Mississauga—Brampton South was a federal electoral district in Ontario, Canada, that was represented in the House of Commons of Canada from 2004 to 2015.

It consists of the parts of the cities of Mississauga and Brampton bounded by a line drawn from the intersection of Highway 401 with the northeastern limit of the City of Mississauga, south along the city limit, southwest along Burnhamthorpe Road East, northwest along Central Parkway East, southwest along Highway 403, northwest along Mavis Road; thence northwesterly along said road to Eglinton Avenue West; thence southwesterly along said avenue to Terry Fox Way; thence northwesterly along said way to Britannia Road West; thence northeasterly along said road to Mavis Road, southwest along Highway 401, northwest along Mississauga Road, northeast along the northwestern limit of the City of Mississauga, northwest along McLaughlin Road, northeast along Steeles Avenue East, southeast along Kennedy Road South, northeast along the northwestern limit of the City of Mississauga, southeast along Dixie Road, and northeast along Highway 401 to the point of commencement.

SET TASK A -
Answer these questions from the text on Mississauga—Brampton South:
(i) Between which years was the district represented in the House of Commons of Canada?
(ii) In which province was the district located?
(iii) Along which avenue does the boundary run northeast after following McLaughlin Road?

GIVEN DATA -

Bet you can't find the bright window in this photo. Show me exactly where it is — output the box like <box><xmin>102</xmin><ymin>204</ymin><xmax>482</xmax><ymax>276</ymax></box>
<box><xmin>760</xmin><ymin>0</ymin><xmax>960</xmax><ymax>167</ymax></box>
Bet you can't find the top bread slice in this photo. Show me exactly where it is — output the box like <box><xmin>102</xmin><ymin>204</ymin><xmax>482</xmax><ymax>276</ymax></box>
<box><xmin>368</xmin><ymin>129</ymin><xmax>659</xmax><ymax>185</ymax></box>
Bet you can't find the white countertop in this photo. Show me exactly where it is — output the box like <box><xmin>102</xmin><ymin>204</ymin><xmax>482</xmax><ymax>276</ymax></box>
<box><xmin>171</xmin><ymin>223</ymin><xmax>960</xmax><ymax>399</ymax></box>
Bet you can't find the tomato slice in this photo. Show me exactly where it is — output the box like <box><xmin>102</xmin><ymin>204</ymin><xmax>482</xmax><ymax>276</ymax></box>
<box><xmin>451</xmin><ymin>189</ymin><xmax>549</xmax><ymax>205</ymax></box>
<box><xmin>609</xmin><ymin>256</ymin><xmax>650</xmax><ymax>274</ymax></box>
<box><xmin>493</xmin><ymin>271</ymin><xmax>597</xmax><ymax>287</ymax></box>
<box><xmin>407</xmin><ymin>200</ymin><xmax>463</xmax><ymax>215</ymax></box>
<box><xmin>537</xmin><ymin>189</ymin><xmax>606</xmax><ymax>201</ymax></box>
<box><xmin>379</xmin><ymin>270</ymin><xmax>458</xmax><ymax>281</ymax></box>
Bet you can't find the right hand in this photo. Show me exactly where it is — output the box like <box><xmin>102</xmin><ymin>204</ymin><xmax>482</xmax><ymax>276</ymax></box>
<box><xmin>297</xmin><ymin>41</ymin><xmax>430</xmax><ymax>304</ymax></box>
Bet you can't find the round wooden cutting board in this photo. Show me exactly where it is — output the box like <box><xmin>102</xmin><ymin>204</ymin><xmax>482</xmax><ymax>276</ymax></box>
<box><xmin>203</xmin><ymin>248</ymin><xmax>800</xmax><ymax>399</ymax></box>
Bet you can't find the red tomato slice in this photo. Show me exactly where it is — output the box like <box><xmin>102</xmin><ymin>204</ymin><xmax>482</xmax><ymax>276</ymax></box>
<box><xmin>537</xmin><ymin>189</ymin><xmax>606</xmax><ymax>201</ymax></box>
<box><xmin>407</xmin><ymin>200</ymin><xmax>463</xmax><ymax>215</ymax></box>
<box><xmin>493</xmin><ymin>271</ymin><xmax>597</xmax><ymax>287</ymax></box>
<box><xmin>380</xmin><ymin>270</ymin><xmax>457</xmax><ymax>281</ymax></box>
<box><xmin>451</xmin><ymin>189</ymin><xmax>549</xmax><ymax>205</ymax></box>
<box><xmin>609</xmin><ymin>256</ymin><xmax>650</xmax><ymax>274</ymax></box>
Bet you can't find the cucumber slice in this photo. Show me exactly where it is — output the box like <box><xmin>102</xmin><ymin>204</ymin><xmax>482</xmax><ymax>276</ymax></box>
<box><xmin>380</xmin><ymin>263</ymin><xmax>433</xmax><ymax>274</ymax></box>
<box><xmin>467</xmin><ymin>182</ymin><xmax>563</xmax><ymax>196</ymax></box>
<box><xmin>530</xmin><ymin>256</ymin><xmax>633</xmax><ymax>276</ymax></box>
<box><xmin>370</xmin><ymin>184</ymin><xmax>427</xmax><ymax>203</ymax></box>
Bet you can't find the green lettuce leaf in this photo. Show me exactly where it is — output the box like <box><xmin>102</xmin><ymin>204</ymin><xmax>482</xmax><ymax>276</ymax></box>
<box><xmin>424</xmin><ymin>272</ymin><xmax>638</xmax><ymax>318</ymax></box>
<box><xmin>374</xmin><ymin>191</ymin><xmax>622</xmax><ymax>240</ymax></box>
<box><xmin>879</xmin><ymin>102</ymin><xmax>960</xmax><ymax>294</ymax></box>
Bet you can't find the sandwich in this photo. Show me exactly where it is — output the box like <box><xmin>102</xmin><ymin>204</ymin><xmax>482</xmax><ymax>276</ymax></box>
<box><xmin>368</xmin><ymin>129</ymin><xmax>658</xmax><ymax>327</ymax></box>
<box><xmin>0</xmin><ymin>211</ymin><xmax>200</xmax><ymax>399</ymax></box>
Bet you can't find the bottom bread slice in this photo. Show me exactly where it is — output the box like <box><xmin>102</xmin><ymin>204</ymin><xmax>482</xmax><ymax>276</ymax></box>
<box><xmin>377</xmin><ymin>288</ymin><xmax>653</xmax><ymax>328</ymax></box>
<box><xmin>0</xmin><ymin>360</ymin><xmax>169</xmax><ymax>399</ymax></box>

SET TASK B - Find every line of the records that contains the string "slice", and copy each of those lines. Case counts.

WRITTEN ANSWER A -
(i) From 2004 to 2015.
(ii) Ontario.
(iii) Steeles Avenue East.

WRITTEN ANSWER B -
Bet you can't find the top bread slice in this photo. Show me exactly where it is — output the box like <box><xmin>102</xmin><ymin>204</ymin><xmax>482</xmax><ymax>276</ymax></box>
Bet you can't find the tomato slice in this photo. Show me exactly where it is — output the box like <box><xmin>102</xmin><ymin>204</ymin><xmax>482</xmax><ymax>276</ymax></box>
Bet you can't find the red tomato slice in this photo. Show me exactly where it is — output the box like <box><xmin>102</xmin><ymin>204</ymin><xmax>482</xmax><ymax>276</ymax></box>
Bet you can't find the cucumber slice in this photo. Show me exactly where it is — output the box like <box><xmin>102</xmin><ymin>204</ymin><xmax>482</xmax><ymax>276</ymax></box>
Bet you can't find the bottom bread slice in this photo. Show me exactly where it is — output the box like <box><xmin>102</xmin><ymin>204</ymin><xmax>482</xmax><ymax>276</ymax></box>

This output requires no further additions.